18.7 - Cohen's Kappa Statistic for Measuring Agreement
18.7 - Cohen's Kappa Statistic for Measuring AgreementCohen's kappa statistic, \(\kappa\) , is a measure of agreement between categorical variables X and Y. For example, kappa can be used to compare the ability of different raters to classify subjects into one of several groups. Kappa also can be used to assess the agreement between alternative methods of categorical assessment when new techniques are under study.
Kappa is calculated from the observed and expected frequencies on the diagonal of a square contingency table. Suppose that there are n subjects on whom X and Y are measured, and suppose that there are g distinct categorical outcomes for both X and Y. Let \(f_{ij}\) denote the frequency of the number of subjects with the \(i^{th}\) categorical response for variable X and the \(j^{th}\) categorical response for variable Y.
Then the frequencies can be arranged in the following g × g table:
Y = 1 | Y = 2 | ... | Y = g | |
X = 1 | \(f_{11}\) | \(f_{12}\) | ... | \(f_{1g}\) |
X = 2 | \(f_{21}\) | \(f_{22}\) | ... | \(f_{2g}\) |
| |
| | |
| | |
... ... |
| | |
X = g | \(f_{g1}\) | \(f_{g2}\) | ... | \(f_{gg}\) |
The observed proportional agreement between X and Y is defined as:
\(p_0=\dfrac{1}{n}\sum_{i=1}^{g}f_{ii}\)

ENTRIES SHOWN:
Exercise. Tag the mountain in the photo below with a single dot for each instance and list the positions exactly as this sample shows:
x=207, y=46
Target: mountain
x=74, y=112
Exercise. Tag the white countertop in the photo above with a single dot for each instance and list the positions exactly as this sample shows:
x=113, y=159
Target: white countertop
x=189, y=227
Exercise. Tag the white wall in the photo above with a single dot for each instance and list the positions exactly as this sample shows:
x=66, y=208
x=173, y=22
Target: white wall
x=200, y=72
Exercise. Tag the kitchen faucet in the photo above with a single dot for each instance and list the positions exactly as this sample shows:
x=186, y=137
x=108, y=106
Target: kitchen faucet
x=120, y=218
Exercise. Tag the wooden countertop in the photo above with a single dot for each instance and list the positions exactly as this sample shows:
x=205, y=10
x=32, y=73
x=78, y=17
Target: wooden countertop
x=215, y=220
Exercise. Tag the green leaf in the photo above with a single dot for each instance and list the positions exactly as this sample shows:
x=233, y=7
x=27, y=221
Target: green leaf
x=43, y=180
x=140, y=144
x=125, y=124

* * *

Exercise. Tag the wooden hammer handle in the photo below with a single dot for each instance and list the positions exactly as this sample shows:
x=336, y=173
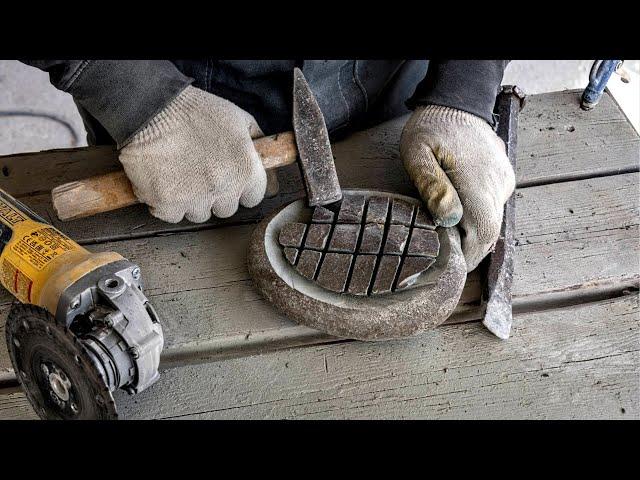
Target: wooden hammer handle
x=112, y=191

INSTRUCTIONS TO FOLLOW:
In the passage on Cohen's kappa statistic, what is kappa calculated from?

SOLUTION FOR THIS TASK:
Kappa is calculated from the observed and expected frequencies on the diagonal of a square contingency table.